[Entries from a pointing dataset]

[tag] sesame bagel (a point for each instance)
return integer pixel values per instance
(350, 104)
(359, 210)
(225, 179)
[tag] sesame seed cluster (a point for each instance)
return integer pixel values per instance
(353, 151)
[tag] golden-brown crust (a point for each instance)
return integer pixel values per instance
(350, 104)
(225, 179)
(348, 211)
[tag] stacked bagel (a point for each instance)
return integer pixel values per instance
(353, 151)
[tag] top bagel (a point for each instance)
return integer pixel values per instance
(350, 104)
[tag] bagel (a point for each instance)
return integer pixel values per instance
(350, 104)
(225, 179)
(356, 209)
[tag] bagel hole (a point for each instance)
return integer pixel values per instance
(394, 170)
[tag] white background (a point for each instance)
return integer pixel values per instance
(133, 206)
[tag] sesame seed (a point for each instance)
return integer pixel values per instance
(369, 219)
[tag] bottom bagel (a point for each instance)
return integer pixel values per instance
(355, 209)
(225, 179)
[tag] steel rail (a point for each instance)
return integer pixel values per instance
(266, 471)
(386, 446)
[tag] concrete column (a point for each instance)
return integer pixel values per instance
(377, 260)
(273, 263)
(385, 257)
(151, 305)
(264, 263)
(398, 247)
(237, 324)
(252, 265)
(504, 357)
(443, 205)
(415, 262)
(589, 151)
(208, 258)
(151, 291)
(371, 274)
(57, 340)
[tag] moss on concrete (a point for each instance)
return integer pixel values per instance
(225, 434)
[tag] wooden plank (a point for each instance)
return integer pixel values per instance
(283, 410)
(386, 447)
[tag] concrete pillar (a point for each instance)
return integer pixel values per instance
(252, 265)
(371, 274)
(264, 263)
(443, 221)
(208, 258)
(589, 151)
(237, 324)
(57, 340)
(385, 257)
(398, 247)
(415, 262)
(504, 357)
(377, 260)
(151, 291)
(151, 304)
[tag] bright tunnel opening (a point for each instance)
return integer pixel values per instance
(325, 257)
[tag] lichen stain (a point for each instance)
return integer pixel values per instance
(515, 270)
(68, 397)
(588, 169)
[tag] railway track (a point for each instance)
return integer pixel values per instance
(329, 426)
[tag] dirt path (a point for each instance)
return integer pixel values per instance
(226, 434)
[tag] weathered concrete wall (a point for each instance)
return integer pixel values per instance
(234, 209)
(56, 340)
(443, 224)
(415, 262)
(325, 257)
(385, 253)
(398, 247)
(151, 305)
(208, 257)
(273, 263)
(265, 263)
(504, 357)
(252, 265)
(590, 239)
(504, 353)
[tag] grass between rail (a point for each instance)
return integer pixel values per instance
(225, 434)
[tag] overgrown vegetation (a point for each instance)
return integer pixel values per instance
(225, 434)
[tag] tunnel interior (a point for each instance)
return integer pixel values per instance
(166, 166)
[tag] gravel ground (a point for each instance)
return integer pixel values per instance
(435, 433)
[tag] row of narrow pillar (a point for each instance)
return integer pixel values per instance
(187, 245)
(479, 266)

◆ **Problem to work on**
Can you put every line of the items above into a JSON list of strings, one string per line, leaving out any blank lines?

◆ **Response to this exercise**
[
  "[tag] sesame bagel (a point for each instance)",
  "return integer pixel values per instance",
  "(350, 104)",
  "(359, 210)",
  "(225, 179)",
  "[tag] sesame seed cluster (a point for each instance)",
  "return integer pixel values per instance",
  "(353, 151)",
  "[tag] golden-brown crust (a point for each instance)",
  "return integer pixel values per instance",
  "(350, 104)",
  "(225, 179)",
  "(348, 211)",
  "[tag] stacked bagel (a point for each instance)",
  "return integer pixel values per instance",
  "(353, 151)",
  "[tag] top bagel (a point for each instance)",
  "return integer pixel values per instance",
  "(350, 104)",
  "[tag] bagel (a point for each instance)",
  "return integer pixel values per instance",
  "(350, 104)",
  "(225, 179)",
  "(356, 209)",
  "[tag] bagel hole (a point for each instance)",
  "return integer pixel values per instance",
  "(394, 170)",
  "[tag] white background (a point for each instance)",
  "return integer pixel values per instance",
  "(133, 206)",
  "[tag] sesame seed (a point for each instance)",
  "return integer pixel values per instance",
  "(369, 219)",
  "[tag] bottom bagel (a point for each instance)",
  "return integer pixel values per instance",
  "(355, 209)",
  "(225, 179)",
  "[tag] steel rail (a point for each instance)",
  "return integer pixel values per instance",
  "(266, 471)",
  "(386, 446)",
  "[tag] concrete column (a point for each instance)",
  "return integer pixel values per instance",
  "(377, 260)",
  "(273, 263)",
  "(385, 257)",
  "(151, 305)",
  "(264, 263)",
  "(398, 247)",
  "(237, 324)",
  "(252, 265)",
  "(504, 357)",
  "(443, 205)",
  "(415, 262)",
  "(589, 151)",
  "(208, 258)",
  "(151, 291)",
  "(371, 274)",
  "(57, 340)",
  "[tag] moss on concrete (a point for each instance)",
  "return integer pixel values per instance",
  "(225, 434)",
  "[tag] wooden plank (a point for each instance)",
  "return integer pixel values per instance",
  "(283, 410)",
  "(386, 447)",
  "[tag] concrete pillar (a point for each instance)",
  "return integer pixel values per instance",
  "(252, 265)",
  "(371, 274)",
  "(264, 263)",
  "(443, 221)",
  "(208, 258)",
  "(589, 151)",
  "(237, 324)",
  "(57, 340)",
  "(385, 257)",
  "(398, 247)",
  "(415, 262)",
  "(504, 357)",
  "(377, 260)",
  "(151, 291)",
  "(151, 304)",
  "[tag] bright tunnel opening (a point for each instance)",
  "return integer pixel values per instance",
  "(325, 257)",
  "[tag] lichen stain (a point for each instance)",
  "return integer pixel values per instance",
  "(515, 270)",
  "(68, 397)",
  "(588, 169)",
  "[tag] railway track (a point for each instance)",
  "return integer pixel values per instance",
  "(329, 426)",
  "[tag] dirt path (a point for each instance)",
  "return integer pixel values per instance",
  "(226, 434)",
  "[tag] weathered concrete wall (a point for each instance)",
  "return integer pixel values per instance",
  "(234, 209)",
  "(56, 340)",
  "(443, 224)",
  "(415, 262)",
  "(325, 257)",
  "(385, 253)",
  "(398, 247)",
  "(151, 305)",
  "(208, 257)",
  "(273, 263)",
  "(265, 263)",
  "(504, 357)",
  "(252, 265)",
  "(590, 239)",
  "(504, 353)",
  "[tag] grass between rail (a point for each instance)",
  "return integer pixel values per instance",
  "(225, 434)",
  "[tag] overgrown vegetation (a point for each instance)",
  "return integer pixel values per instance",
  "(225, 434)",
  "[tag] tunnel interior (a point for each instance)",
  "return integer pixel values per instance",
  "(166, 166)",
  "[tag] gravel ground (a point for each instance)",
  "return integer pixel values per instance",
  "(435, 433)",
  "[tag] row of narrow pillar (a point for each instance)",
  "return integer pixel values per instance",
  "(187, 245)",
  "(479, 266)"
]